**ACTIVITY:** Continue the commentary page on Psalm 103:16, picking up after its final sentence.

Psalm - 103:16



16 For the wind passes over it, and it is gone. Its place remembers it no more.

Verse In-Depth

Explanation and meaning of Psalm 103:16.

Differing Translations

Compare verses for better understanding.
For the wind passeth over it, and it is gone; and the place thereof shall know it no more.
For the spirit shall pass in him, and he shall not be: and he shall know his place no more.
For the wind passeth over it, and it is gone, and the place thereof knoweth it no more.
For a wind hath passed over it, and it is not, And its place doth not discern it any more.
For the wind passes over it, and it is gone; and the place thereof shall know it no more.
The wind goes over it and it is gone; and its place sees it no longer.

*Minor differences ignored. Grouped by changes, with first version listed as example.


Historical Commentaries

Scholarly Analysis and Interpretation.

For the wind passeth over it, and it is gone - Margin, as in Hebrew, "it is not." The reference is either to a hot and burning wind, that dries up the flower; or to a furious wind that tears it from its stem; or to a gentle breeze that takes off its petals as they loosen their hold, and are ready to fall. So man falls - as if a breath - a breeze - came over him, and he is gone. How easily is man swept off! How little force, apparently, does it require to remove the most beautiful and blooming youth of either sex from the earth! How speedily does beauty vanish; how soon, like a fading flower, does such a one pass away!
And the place thereof shall know it no more - That is, It shall no more appear in the place where it was seen and known. The "place" is here personified as if capable of recognizing the objects which are present, and as if it missed the things which were once there. They are gone. So it will soon be in all the places where we have been; where we have been seen; where we have been known. In our dwellings; at our tables; in our places of business; in our offices, counting-rooms, studies, laboratories; in the streets where we have walked from day to day; in the pulpit, the court-room, the legislation-hall; in the place of revelry or festivity; in the prayer-room, the Sabbath-school, the sanctuary - we shall be seen no longer. We shall be gone: and the impression on those who are there, and with whom we have been associated, will be best expressed by the language, "he is gone!" Gone; - where? No one that survives can tell. All that they whom we leave will know will be that we are absent - that we are "gone." But to us now, how momentous the inquiry, "Where shall we be, when we are gone from among the living?" Other places will "know" us; will it be in heaven, or hell?

Dataset rows
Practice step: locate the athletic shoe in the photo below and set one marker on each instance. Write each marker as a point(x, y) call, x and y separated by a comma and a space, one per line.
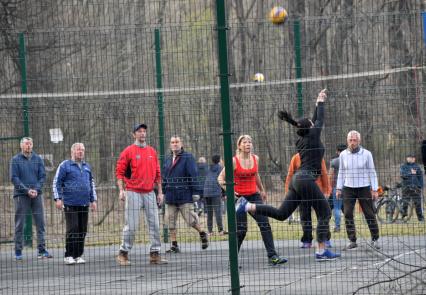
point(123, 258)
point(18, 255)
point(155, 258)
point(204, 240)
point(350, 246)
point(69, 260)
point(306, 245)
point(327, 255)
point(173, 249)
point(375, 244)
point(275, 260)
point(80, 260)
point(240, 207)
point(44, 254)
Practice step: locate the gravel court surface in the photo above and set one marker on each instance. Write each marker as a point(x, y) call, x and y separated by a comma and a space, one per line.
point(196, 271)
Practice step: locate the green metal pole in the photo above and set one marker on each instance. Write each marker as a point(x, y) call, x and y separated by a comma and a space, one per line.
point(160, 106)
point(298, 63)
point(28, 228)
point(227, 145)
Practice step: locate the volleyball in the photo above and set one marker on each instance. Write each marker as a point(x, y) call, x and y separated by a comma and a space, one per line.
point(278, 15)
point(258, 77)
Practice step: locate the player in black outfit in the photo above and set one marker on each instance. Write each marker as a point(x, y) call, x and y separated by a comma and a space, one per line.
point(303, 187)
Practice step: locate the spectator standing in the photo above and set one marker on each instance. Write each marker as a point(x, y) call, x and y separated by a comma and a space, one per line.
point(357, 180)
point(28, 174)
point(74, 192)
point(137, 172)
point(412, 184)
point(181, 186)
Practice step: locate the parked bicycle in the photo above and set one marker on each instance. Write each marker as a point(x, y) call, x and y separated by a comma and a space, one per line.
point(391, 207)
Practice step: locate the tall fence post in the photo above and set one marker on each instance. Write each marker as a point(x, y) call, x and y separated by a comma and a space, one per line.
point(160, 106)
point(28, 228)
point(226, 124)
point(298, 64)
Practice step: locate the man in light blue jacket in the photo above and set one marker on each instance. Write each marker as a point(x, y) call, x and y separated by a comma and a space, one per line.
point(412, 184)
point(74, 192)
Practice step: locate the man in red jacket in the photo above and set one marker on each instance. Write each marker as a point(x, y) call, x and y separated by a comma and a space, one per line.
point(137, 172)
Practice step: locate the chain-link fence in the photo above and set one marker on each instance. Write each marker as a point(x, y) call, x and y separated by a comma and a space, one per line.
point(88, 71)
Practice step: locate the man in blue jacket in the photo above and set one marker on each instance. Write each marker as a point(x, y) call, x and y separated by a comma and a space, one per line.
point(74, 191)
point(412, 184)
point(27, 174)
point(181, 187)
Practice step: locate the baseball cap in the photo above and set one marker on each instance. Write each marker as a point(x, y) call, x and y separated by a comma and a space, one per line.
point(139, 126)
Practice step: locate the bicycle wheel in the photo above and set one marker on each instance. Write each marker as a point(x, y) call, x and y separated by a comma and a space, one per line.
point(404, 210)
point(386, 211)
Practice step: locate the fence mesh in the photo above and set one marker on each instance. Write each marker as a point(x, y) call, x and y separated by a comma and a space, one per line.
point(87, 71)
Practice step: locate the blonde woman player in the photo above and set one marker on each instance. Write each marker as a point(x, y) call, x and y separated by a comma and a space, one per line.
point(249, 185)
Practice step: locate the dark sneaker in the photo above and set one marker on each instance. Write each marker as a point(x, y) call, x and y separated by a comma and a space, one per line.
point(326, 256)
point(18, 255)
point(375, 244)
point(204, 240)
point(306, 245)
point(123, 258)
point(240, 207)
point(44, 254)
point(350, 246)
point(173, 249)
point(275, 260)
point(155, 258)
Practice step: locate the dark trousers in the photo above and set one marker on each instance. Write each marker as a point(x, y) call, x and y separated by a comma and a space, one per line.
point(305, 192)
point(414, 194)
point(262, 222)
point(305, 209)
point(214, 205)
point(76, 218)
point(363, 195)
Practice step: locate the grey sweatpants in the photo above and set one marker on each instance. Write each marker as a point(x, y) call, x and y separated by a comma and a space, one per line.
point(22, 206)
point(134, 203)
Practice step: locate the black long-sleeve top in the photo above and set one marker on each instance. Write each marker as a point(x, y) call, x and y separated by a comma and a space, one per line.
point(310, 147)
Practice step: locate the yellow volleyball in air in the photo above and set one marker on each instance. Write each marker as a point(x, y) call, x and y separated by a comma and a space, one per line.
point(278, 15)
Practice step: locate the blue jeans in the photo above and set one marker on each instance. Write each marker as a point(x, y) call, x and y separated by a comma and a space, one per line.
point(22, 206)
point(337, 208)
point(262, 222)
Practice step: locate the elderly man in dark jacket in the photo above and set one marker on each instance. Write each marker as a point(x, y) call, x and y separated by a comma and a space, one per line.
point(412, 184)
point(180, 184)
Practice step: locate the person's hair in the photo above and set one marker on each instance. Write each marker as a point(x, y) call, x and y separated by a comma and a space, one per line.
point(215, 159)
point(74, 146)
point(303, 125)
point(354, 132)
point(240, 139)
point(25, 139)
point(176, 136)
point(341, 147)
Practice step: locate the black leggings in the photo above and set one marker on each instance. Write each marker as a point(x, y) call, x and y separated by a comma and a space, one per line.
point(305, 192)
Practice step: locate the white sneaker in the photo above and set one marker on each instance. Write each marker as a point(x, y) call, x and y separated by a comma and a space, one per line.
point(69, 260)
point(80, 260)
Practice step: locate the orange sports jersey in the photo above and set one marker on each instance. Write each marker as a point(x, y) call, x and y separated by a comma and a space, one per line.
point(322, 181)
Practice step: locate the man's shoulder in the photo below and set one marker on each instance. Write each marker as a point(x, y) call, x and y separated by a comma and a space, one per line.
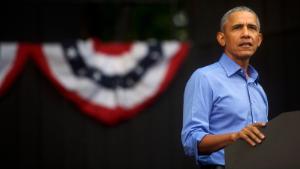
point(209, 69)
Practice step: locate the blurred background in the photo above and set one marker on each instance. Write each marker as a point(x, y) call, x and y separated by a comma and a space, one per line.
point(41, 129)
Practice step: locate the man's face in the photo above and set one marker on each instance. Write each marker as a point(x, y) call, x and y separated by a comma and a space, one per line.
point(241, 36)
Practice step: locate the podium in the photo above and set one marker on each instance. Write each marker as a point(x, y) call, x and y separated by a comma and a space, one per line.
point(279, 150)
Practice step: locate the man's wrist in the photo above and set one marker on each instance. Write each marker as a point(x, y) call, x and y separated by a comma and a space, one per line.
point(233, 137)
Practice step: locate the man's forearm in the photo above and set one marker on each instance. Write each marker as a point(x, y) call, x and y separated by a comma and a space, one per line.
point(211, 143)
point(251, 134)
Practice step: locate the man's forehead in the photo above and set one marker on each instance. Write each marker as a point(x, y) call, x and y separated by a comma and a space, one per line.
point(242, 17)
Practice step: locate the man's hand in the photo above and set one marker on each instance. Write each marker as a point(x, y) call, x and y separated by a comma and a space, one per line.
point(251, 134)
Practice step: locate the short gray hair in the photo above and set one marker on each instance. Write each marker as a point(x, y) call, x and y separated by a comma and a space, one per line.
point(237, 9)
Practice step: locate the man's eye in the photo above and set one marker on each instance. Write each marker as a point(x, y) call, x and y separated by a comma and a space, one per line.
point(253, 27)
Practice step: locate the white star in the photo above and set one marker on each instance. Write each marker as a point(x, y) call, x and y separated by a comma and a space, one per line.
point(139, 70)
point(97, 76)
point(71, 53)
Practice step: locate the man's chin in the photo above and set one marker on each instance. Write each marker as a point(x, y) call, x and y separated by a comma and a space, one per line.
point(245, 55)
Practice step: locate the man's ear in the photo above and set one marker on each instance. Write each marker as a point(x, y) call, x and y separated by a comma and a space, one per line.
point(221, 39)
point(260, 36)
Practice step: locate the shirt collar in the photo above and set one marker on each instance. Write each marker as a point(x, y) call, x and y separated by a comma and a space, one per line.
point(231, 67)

**REPLY TO THE TASK:**
The wind passeth over it - Referring perhaps to some blasting pestilential wind.

For the wind passeth over it, and it is gone,.... A stormy wind, as the Targum, which tears it up by its roots, or blows off the flower, and it is seen no more; or a blighting easterly wind, which, blowing on it, shrivels it up, and it dies at once; such an one as blasted the seven ears of corn in Pharaoh's dream, Genesis 41:23 or any impetuous, drying, and noxious wind: and so when the east wind of adversity passes over a man, his riches, and honour, and estate, are presently gone; or some bodily distemper, which takes away health, strength, and beauty, and impairs the mind; and especially death, which removes at once into another world.
And the place thereof shall know it no more; the place where the flower grew shall know it no more; or it shall be seen no more in it: so man, when he dies, though he is not annihilated, he is somewhere; he is in another world, either of happiness or woe; yet he is not in this world, in the house and family, in the station and business he was; he is no longer known nor seen among men on earth; see Job 7:10.